TASK INPUTS:
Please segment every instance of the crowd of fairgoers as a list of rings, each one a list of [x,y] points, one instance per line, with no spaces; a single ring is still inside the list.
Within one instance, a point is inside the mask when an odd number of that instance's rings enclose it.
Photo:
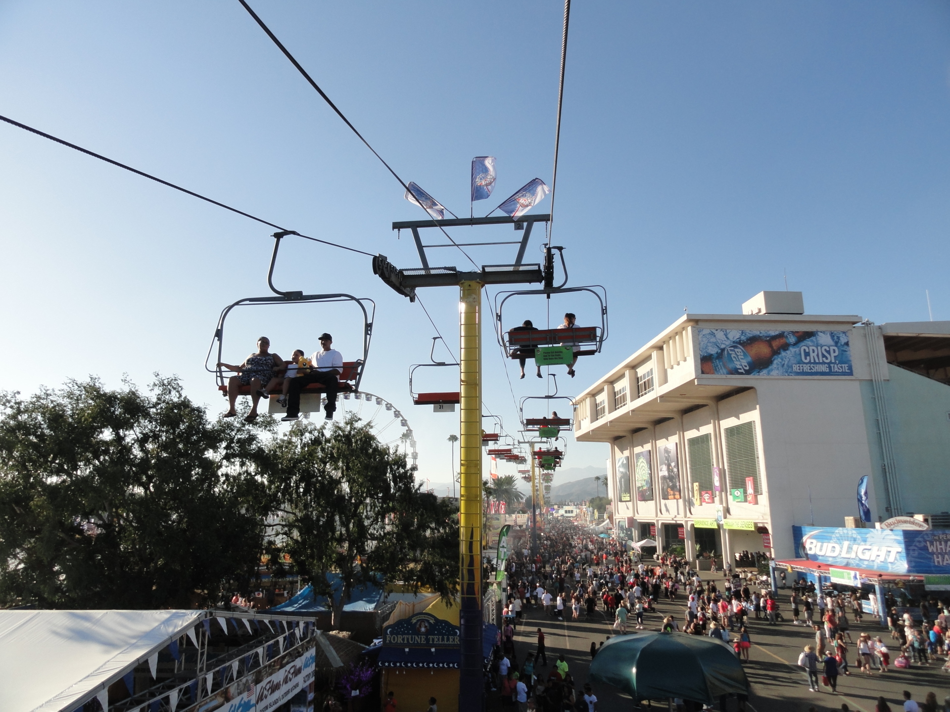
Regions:
[[[555,619],[574,620],[601,609],[614,622],[613,629],[624,634],[631,628],[643,628],[645,616],[656,612],[656,604],[661,597],[669,602],[682,600],[682,620],[667,615],[658,627],[653,620],[651,628],[720,637],[744,662],[749,660],[752,645],[747,628],[750,619],[771,626],[789,622],[779,609],[778,597],[770,590],[766,576],[750,571],[740,574],[728,567],[720,589],[714,581],[703,580],[680,556],[661,554],[655,560],[640,560],[636,552],[625,551],[618,542],[598,537],[569,522],[549,525],[539,540],[536,555],[532,556],[526,548],[513,553],[507,572],[504,625],[490,680],[492,689],[503,702],[517,706],[520,712],[595,712],[597,708],[589,685],[583,690],[575,689],[563,656],[554,663],[550,672],[542,674],[541,667],[546,668],[548,661],[541,628],[537,631],[536,649],[518,664],[515,630],[528,607],[543,608],[544,613]],[[851,637],[848,615],[858,623],[862,620],[856,595],[817,595],[813,585],[803,580],[792,585],[790,603],[790,623],[808,626],[815,633],[814,645],[807,646],[798,661],[808,673],[809,688],[817,690],[820,675],[823,684],[833,691],[840,673],[851,674],[849,660],[859,668],[856,672],[868,675],[885,674],[891,665],[942,665],[942,669],[950,672],[950,605],[946,602],[933,609],[939,612],[922,624],[909,614],[902,618],[892,611],[888,623],[893,646],[898,648],[893,660],[881,636],[861,633],[857,640]],[[924,608],[925,613],[930,610]],[[597,650],[592,643],[592,658]],[[941,656],[945,658],[943,663]],[[936,705],[934,693],[920,709],[929,710],[931,702]],[[883,698],[880,703],[884,705],[879,703],[882,712],[889,709]],[[744,709],[745,701],[740,699],[738,705]],[[904,709],[917,707],[905,704]],[[934,712],[939,709],[942,707],[933,706]]]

AIM OF THE TASK:
Please return each row above that contains the word "rings", copying every such row in full.

CORRECT ANSWER:
Please segment every instance of the crowd of fairgoers as a list of rings, each one a list of [x,y] points, one instance per line, with no spaces; a single ring is still inside the list.
Within one instance, a point is inside the mask when an odd number of that instance's rings enclose it.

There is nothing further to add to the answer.